----- TEXT ZUM LESEN

Der Software-Besichtigungsanspruch - Ein effektives Instrument zur Durchsetzung von Schutzrechten

von Rechtsanwalt Dr. Volker Herrmann

Bekanntlich gilt im deutschen Recht der eherne Grundsatz, dass in einem Rechtsstreit der jeweilige Kläger die ihm günstigen Tatsachen auch beweisen muss. Für den gewerblichen Rechtsschutz gilt im Grundsatz natürlich nichts anderes. Das bedeutet zum Beispiel, dass der Inhaber eines Urheberrechts vor Gericht darlegen und beweisen muss, dass der Beklagte dieses Recht auch tatsächlich verletzt hat. Geht es dabei etwa um die schlichte Kopie von Fotografien oder sonstigen Gegenständen,  so stellen sich hier regelmäßig keine großen Beweisprobleme.

----------
----- EINTRÄGE IM DATENSATZ

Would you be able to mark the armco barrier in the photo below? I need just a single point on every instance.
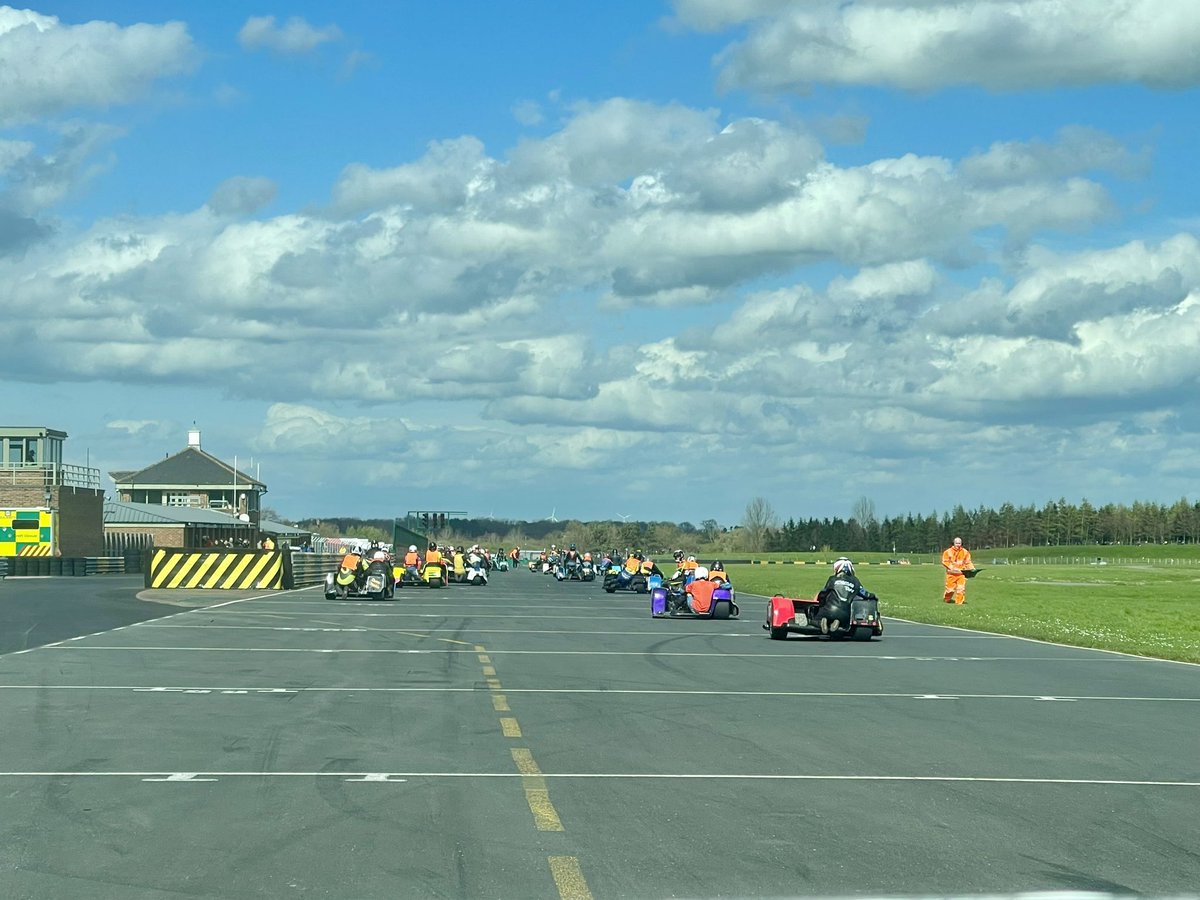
(101, 565)
(55, 567)
(304, 569)
(217, 570)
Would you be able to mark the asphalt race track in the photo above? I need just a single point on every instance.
(535, 739)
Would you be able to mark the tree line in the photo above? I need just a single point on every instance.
(1055, 523)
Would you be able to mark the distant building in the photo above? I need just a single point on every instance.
(47, 507)
(193, 479)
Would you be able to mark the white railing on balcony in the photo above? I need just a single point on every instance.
(45, 474)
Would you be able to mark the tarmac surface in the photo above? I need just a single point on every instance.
(537, 739)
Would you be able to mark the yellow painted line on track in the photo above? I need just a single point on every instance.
(545, 817)
(569, 879)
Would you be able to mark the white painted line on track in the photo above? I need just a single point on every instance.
(393, 777)
(622, 691)
(856, 657)
(435, 631)
(655, 633)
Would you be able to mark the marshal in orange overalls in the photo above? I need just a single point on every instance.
(957, 559)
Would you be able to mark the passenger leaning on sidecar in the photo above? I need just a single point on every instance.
(843, 577)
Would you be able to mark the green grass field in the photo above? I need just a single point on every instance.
(1150, 609)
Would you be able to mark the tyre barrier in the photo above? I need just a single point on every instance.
(216, 570)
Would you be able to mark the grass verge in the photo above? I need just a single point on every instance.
(1145, 610)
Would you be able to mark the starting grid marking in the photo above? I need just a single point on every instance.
(1085, 657)
(502, 706)
(405, 777)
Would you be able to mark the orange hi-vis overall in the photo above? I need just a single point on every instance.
(955, 558)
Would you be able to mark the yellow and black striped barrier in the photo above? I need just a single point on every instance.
(216, 570)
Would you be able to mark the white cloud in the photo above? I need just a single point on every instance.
(294, 37)
(51, 69)
(1002, 45)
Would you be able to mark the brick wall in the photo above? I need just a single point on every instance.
(22, 497)
(81, 521)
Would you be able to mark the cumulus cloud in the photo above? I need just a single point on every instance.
(294, 37)
(1001, 45)
(52, 67)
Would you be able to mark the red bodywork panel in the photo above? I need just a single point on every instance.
(789, 609)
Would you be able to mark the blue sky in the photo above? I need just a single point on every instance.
(637, 258)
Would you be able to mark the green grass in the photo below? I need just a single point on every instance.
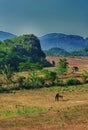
(79, 88)
(18, 111)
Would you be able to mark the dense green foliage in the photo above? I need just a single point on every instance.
(62, 66)
(25, 48)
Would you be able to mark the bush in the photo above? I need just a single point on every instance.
(72, 81)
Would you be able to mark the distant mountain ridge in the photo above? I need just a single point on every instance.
(56, 52)
(6, 35)
(67, 42)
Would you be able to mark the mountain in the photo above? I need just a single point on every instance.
(67, 42)
(6, 35)
(56, 52)
(81, 52)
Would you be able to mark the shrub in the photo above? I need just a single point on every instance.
(72, 81)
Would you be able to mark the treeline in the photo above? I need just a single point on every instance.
(34, 78)
(23, 49)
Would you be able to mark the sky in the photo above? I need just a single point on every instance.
(41, 17)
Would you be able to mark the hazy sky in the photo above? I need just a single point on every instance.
(44, 16)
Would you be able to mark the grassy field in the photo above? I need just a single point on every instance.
(38, 110)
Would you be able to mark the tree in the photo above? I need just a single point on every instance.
(84, 76)
(62, 66)
(51, 76)
(7, 73)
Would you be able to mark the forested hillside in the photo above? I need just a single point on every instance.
(25, 48)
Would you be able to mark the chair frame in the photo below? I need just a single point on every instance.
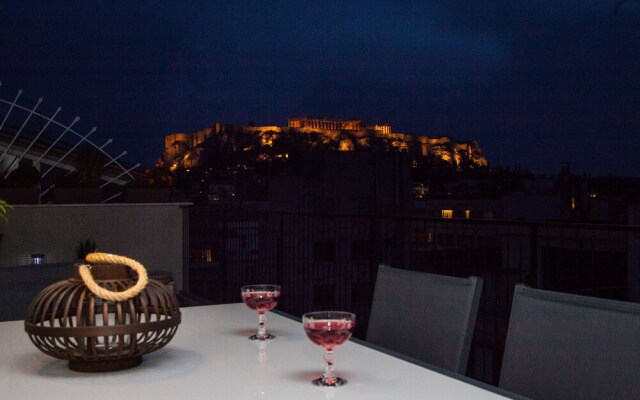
(543, 360)
(472, 288)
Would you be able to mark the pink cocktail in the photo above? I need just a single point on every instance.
(261, 298)
(329, 329)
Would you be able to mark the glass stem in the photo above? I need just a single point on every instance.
(329, 376)
(262, 328)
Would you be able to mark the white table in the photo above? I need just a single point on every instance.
(211, 358)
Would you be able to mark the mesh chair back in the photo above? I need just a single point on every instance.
(564, 346)
(425, 316)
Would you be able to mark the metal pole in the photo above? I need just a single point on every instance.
(57, 140)
(34, 140)
(69, 152)
(21, 127)
(124, 173)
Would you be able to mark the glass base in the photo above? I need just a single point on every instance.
(268, 336)
(337, 382)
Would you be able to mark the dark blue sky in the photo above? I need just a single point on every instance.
(536, 83)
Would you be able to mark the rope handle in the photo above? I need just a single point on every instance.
(106, 258)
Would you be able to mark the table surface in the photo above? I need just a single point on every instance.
(211, 357)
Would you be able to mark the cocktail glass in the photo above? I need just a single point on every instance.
(329, 329)
(261, 298)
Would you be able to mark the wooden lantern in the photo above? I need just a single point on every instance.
(102, 319)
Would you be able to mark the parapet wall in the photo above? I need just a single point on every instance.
(150, 233)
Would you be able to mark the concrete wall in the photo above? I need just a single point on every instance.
(149, 233)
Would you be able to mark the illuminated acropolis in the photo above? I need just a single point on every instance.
(345, 134)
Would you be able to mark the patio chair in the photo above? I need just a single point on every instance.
(428, 317)
(564, 346)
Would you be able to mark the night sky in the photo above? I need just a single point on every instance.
(536, 83)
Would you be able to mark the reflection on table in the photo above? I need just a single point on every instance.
(211, 357)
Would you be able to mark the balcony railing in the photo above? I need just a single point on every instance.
(330, 262)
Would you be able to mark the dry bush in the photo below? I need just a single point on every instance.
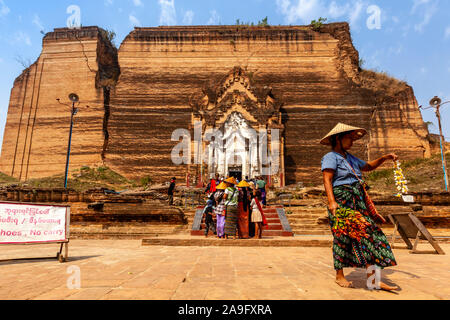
(381, 82)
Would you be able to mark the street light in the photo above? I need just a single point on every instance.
(74, 98)
(436, 103)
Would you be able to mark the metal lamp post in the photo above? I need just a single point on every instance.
(74, 98)
(436, 103)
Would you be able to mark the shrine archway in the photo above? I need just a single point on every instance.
(245, 129)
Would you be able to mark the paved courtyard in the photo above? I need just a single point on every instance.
(126, 270)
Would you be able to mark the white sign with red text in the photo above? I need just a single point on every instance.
(30, 223)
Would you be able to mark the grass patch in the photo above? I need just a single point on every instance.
(5, 179)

----------

(ARBEITSAUFTRÄGE)
1 > Zähle auf, welche Beteiligten eines Rechtsstreits im Text über den Software-Besichtigungsanspruch in dem Absatz genannt werden, der mit „Bekanntlich“ beginnt.
2 > Bearbeite den Text über den Software-Besichtigungsanspruch von "Der Software-Besichtigungsanspruch - Ein" bis einschließlich "keine großen Beweisprobleme." und setze dabei "Patents" an die Stelle von "Urheberrechts".
3 > Was muss laut dem Text über den Software-Besichtigungsanspruch der Kläger in einem Rechtsstreit beweisen?

(ANTWORTEN JE AUFGABE)
1 > der Kläger, der Inhaber eines Urheberrechts, der Beklagte

2 >
Der Software-Besichtigungsanspruch - Ein effektives Instrument zur Durchsetzung von Schutzrechten

von Rechtsanwalt Dr. Volker Herrmann

Bekanntlich gilt im deutschen Recht der eherne Grundsatz, dass in einem Rechtsstreit der jeweilige Kläger die ihm günstigen Tatsachen auch beweisen muss. Für den gewerblichen Rechtsschutz gilt im Grundsatz natürlich nichts anderes. Das bedeutet zum Beispiel, dass der Inhaber eines Patents vor Gericht darlegen und beweisen muss, dass der Beklagte dieses Recht auch tatsächlich verletzt hat. Geht es dabei etwa um die schlichte Kopie von Fotografien oder sonstigen Gegenständen,  so stellen sich hier regelmäßig keine großen Beweisprobleme.

3 > Die ihm günstigen Tatsachen.